PROBLEM TO SOLVE
Take each line from the entries that holds "below" and copy it out.

THE RECORDS
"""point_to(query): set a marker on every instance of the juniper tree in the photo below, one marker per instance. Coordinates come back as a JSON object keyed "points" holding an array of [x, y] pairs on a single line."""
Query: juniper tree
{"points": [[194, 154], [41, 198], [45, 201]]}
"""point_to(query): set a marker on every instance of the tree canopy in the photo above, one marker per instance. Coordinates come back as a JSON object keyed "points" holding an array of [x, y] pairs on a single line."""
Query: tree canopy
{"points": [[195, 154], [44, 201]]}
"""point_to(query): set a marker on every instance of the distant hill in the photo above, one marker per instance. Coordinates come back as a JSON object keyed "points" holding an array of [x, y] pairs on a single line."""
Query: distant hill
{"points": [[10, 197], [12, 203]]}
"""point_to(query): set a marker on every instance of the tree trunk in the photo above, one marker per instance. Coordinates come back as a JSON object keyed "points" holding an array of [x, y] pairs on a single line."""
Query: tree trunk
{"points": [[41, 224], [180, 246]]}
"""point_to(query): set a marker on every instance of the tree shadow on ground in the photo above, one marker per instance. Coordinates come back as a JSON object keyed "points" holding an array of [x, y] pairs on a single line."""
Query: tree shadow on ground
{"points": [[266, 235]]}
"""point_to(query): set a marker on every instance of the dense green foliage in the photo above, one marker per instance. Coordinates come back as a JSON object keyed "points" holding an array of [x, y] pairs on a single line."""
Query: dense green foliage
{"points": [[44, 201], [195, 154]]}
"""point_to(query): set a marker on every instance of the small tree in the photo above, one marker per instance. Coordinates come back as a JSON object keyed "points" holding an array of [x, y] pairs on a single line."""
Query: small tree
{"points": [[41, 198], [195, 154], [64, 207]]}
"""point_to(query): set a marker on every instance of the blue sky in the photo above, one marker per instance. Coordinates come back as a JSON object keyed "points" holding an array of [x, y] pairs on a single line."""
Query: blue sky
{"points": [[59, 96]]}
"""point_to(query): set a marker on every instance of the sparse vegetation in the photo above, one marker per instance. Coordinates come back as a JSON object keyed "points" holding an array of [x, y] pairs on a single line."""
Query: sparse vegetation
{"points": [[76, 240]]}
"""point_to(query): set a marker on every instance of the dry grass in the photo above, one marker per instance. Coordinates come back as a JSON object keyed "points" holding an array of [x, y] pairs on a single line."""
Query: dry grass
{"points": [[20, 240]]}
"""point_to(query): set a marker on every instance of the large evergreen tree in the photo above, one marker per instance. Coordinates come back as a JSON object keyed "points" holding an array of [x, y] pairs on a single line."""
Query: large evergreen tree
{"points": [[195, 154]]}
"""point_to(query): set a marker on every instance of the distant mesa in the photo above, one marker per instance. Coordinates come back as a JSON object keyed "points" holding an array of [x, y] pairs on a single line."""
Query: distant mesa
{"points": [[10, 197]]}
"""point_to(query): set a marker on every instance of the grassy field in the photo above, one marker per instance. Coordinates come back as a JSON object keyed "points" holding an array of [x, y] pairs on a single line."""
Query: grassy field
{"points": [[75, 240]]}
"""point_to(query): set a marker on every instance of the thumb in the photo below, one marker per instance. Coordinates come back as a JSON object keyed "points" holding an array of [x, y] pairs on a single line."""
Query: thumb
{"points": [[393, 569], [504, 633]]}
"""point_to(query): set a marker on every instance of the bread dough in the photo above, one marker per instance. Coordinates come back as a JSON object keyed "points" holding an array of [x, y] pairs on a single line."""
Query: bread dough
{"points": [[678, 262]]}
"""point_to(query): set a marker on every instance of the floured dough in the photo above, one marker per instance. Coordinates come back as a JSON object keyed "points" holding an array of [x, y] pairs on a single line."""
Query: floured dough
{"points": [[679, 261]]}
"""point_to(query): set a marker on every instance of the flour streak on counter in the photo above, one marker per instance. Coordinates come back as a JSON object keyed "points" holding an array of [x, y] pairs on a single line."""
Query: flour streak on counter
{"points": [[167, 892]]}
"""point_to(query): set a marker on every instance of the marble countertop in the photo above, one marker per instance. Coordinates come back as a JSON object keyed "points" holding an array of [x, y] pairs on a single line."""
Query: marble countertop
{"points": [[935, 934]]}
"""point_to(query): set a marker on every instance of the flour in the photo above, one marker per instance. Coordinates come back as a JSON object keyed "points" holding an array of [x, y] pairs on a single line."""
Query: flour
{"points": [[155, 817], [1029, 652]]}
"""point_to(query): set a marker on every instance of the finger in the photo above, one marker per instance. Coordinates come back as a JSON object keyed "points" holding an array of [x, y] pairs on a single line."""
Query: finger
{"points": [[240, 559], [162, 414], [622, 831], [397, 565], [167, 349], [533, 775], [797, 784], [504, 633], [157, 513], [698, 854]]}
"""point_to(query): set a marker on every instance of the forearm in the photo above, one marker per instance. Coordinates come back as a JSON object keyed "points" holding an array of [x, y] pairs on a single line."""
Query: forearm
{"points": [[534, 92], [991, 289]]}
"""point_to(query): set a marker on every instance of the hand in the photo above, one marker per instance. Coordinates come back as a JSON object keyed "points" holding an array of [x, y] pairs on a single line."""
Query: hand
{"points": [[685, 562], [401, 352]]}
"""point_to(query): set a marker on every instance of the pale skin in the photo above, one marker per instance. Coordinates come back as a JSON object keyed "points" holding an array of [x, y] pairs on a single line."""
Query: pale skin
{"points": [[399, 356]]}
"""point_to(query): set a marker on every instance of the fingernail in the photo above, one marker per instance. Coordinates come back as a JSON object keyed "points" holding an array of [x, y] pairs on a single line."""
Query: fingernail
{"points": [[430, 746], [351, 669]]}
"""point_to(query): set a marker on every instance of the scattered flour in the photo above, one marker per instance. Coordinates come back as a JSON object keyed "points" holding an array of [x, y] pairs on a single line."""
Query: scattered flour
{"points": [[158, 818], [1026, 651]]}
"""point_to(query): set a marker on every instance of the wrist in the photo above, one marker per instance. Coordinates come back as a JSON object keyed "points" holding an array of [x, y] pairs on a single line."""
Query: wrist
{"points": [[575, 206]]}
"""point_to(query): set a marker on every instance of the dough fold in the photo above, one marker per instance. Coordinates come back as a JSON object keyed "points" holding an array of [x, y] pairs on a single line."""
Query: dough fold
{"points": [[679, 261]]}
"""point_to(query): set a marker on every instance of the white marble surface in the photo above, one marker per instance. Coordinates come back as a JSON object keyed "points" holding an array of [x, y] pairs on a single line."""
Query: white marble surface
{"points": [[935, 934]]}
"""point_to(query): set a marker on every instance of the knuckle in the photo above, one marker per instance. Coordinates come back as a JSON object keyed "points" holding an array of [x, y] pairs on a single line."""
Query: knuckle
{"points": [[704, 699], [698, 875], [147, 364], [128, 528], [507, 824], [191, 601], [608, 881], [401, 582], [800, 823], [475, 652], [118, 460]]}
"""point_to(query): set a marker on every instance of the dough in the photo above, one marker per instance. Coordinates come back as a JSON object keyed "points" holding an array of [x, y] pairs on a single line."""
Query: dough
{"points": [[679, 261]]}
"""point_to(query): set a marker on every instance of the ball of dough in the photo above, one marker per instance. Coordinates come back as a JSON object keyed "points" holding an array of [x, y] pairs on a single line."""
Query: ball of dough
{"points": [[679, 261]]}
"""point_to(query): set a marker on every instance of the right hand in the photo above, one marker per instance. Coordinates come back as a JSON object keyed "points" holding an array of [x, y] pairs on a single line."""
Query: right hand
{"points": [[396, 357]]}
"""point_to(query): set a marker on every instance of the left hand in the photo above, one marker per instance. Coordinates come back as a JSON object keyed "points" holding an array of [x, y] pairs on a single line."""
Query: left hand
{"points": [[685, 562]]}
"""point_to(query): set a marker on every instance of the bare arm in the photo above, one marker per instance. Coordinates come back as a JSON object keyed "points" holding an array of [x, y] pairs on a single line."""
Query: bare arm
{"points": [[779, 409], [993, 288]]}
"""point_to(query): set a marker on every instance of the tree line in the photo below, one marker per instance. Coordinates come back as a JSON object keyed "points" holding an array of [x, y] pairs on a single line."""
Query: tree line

TASK RESPONSE
"""point_to(query): set a marker on every instance of the juniper tree in the photo below, one marker per instance. Coordinates come back as a JSON object keyed "points" holding an array of [x, y] pairs on a single line."""
"""point_to(query): set a marker on every instance of the thumb in the photo below, one marker per instance. Coordinates come back as a JSON object keyed "points" holding an array of [x, y] pairs on a single line."""
"""point_to(query): set a marker on every instance of the tree line in the photo below, one marker per instance. Coordinates come back as a JSON object keyed "points" holding an array of [x, y] pairs on a single line."""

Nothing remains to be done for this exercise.